- **WRITTEN EXERCISE**
Extract, verbatim, all lines starting at the one containing "of the clear" and ending with the final line of the listing, and no others.

- **SOURCE MATERIAL**

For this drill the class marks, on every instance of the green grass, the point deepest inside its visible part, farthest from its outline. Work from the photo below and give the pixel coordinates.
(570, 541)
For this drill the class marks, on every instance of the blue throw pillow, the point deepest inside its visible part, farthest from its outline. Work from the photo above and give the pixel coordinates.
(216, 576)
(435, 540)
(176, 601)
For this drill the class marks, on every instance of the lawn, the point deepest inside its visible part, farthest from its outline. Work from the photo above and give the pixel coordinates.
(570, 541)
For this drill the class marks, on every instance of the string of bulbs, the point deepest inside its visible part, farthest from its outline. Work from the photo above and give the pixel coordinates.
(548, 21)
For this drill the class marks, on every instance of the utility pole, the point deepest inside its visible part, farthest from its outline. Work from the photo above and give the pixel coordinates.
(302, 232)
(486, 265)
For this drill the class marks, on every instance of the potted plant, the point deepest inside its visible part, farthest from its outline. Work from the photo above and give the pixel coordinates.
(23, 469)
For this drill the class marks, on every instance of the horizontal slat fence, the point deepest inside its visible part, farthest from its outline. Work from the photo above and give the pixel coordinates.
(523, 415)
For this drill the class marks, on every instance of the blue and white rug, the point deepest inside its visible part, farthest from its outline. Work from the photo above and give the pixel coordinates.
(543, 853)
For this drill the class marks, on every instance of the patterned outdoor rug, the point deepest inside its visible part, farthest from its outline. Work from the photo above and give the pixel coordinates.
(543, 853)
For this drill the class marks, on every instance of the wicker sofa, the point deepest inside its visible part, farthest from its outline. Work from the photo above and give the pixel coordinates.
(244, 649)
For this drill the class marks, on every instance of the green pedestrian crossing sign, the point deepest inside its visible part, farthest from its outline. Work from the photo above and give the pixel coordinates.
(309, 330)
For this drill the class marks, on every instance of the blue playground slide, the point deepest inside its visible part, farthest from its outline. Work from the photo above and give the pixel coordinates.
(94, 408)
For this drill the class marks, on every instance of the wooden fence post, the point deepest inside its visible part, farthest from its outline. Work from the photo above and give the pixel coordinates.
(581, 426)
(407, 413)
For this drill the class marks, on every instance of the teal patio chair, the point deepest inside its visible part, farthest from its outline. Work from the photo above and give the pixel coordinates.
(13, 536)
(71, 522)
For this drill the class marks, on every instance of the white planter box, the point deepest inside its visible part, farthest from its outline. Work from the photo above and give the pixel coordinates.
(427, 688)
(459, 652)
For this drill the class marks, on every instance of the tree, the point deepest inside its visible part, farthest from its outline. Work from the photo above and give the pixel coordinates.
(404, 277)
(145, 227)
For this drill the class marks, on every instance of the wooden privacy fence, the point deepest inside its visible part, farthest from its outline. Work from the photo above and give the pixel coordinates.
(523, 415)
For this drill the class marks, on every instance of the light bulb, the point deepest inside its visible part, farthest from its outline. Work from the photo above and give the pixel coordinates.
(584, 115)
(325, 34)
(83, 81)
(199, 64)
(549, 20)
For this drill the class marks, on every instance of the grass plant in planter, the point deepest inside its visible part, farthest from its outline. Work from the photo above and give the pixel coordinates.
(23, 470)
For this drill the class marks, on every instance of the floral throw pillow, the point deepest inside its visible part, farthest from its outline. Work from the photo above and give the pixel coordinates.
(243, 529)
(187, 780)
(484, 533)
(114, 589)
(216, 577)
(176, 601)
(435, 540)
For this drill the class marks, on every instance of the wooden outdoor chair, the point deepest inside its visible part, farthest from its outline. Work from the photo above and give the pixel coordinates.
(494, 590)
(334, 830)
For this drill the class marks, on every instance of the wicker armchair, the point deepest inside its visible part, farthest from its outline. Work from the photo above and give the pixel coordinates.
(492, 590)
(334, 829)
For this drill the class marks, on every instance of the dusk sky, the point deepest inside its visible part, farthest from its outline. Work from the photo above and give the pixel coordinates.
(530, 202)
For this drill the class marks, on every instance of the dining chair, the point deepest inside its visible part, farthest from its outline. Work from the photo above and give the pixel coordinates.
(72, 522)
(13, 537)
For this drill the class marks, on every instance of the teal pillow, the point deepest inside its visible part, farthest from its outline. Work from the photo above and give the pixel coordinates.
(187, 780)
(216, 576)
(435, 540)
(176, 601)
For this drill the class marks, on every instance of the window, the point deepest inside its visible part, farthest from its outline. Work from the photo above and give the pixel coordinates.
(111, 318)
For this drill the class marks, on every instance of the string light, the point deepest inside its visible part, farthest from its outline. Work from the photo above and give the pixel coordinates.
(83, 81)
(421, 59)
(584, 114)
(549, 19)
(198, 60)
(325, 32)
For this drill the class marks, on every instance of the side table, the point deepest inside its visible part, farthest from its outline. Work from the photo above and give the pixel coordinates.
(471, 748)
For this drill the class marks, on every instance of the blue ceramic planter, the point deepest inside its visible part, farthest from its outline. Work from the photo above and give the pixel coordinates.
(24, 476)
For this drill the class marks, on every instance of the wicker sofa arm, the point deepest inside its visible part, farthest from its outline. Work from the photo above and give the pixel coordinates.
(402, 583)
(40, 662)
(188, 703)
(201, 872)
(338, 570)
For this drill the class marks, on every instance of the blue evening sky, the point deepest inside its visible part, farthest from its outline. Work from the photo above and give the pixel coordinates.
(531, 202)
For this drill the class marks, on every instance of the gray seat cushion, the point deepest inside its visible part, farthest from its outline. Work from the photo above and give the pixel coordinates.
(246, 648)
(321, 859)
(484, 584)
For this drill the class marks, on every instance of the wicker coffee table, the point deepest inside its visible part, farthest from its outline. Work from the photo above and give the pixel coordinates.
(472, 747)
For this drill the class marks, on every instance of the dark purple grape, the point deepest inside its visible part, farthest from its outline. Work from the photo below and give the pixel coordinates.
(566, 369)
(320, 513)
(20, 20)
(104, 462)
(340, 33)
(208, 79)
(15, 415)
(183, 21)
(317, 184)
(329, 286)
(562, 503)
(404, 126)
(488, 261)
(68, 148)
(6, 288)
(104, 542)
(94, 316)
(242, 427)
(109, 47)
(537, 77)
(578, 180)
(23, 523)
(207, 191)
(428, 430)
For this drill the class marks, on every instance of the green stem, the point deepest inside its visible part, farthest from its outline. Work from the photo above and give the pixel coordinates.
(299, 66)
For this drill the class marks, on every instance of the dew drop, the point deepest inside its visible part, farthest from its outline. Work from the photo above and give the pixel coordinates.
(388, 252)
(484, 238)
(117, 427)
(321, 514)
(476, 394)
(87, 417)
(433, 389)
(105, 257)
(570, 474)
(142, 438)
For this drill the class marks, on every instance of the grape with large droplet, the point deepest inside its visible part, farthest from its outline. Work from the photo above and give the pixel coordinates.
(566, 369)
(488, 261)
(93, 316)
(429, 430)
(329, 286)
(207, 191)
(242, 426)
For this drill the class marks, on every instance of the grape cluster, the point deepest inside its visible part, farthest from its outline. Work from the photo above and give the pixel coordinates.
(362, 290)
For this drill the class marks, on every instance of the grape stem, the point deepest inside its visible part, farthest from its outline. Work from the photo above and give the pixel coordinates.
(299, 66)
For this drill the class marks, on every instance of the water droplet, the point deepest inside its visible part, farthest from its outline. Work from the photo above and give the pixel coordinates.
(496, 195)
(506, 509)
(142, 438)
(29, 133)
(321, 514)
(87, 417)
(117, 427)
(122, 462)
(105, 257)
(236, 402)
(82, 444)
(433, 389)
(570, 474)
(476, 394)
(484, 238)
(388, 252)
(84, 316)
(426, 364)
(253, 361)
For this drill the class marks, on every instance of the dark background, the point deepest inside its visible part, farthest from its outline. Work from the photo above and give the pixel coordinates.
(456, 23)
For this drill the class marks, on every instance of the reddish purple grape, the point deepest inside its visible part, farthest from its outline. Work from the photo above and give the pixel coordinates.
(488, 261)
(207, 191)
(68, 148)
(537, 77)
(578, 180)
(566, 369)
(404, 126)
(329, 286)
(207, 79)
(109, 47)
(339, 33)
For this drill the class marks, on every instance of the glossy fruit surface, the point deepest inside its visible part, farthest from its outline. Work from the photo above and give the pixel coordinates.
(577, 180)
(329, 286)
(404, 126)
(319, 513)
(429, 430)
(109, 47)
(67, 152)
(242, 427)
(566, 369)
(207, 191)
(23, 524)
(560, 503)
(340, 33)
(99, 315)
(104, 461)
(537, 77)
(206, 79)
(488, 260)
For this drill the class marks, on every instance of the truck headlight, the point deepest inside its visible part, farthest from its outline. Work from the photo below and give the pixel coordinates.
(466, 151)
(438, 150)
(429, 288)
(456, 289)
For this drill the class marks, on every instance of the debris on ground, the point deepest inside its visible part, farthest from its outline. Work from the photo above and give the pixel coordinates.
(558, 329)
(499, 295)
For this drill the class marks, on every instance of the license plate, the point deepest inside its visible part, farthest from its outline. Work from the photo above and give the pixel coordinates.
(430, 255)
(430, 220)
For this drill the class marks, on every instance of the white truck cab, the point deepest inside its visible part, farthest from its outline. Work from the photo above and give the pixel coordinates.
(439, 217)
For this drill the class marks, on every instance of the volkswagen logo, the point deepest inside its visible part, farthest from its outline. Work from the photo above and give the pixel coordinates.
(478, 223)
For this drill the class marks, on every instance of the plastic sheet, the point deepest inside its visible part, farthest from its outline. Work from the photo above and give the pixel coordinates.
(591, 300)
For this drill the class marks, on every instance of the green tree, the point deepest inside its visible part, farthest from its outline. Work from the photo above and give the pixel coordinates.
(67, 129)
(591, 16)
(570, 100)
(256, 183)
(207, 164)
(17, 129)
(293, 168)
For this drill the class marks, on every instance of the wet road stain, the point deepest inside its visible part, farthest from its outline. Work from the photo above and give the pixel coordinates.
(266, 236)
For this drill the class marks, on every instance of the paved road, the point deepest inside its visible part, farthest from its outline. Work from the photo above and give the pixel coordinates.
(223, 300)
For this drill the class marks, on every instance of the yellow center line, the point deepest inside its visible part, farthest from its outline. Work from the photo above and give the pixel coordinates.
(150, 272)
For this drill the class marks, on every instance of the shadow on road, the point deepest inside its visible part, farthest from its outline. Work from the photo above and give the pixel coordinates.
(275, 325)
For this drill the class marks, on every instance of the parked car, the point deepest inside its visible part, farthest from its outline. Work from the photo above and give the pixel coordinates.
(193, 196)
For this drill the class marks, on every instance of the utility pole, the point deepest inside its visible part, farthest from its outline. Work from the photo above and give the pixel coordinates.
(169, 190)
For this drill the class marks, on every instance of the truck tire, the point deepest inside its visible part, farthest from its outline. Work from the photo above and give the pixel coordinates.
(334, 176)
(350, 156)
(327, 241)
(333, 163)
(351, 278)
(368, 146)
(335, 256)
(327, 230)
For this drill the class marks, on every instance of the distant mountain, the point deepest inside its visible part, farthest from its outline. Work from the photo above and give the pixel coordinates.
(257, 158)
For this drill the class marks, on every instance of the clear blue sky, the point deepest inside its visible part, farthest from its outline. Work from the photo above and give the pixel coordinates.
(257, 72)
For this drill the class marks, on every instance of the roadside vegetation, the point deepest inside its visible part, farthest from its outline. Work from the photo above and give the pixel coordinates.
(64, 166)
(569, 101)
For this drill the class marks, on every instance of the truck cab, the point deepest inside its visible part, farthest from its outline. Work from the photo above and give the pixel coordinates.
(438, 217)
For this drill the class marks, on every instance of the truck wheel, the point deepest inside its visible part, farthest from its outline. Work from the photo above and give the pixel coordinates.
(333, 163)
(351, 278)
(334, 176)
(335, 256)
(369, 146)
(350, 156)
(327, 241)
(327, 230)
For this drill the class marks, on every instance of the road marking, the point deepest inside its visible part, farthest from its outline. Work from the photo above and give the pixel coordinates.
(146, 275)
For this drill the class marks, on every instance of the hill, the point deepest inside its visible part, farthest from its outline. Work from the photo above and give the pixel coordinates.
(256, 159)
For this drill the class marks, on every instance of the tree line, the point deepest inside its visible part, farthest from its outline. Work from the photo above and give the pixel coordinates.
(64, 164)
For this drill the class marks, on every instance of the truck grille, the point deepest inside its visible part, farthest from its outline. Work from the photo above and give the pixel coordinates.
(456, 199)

- **THE ANSWER**
For this drill the class marks, on every instance of the clear blue sky, the point deepest inside its visible part, farthest from its outline. Work from the photo above and give the pixel coordinates.
(257, 72)
For this drill the class marks, on every instance of the roadside vegetation, the point deepest inside its visible part, farthest from its outline. Work from the photo above and give the pixel coordinates.
(64, 166)
(569, 101)
For this drill the class marks, on every instance of the truck cab, the point deepest inside its visible part, farthest from its outline. Work from the photo above and give the pixel coordinates.
(438, 217)
For this drill the class marks, on every instance of the truck wheel, the point deepest inside its visible part, farthest from its outline. Work from the photo above and give the pixel coordinates.
(333, 163)
(351, 278)
(334, 176)
(335, 256)
(369, 146)
(350, 156)
(327, 241)
(327, 230)
For this drill the class marks, on every instance of the road marking, the point deepest inside its visible part, farthest from its outline. Work from the photo above and give the pixel coordinates.
(146, 275)
For this drill the class marks, on every instance of the hill, the point deepest inside its visible part, farthest from its outline. Work from the photo above and give the pixel coordinates.
(256, 159)
For this drill the class marks, on every instance of the tree line, the point deepest inside its visible part, farthest from its outline. Work from the photo above and give the pixel coordinates.
(64, 164)
For this drill the class marks, on every instance of the truck grille, the point deepest inside its visible part, farthest from its outline. Work from the photo above and give the pixel coordinates.
(456, 199)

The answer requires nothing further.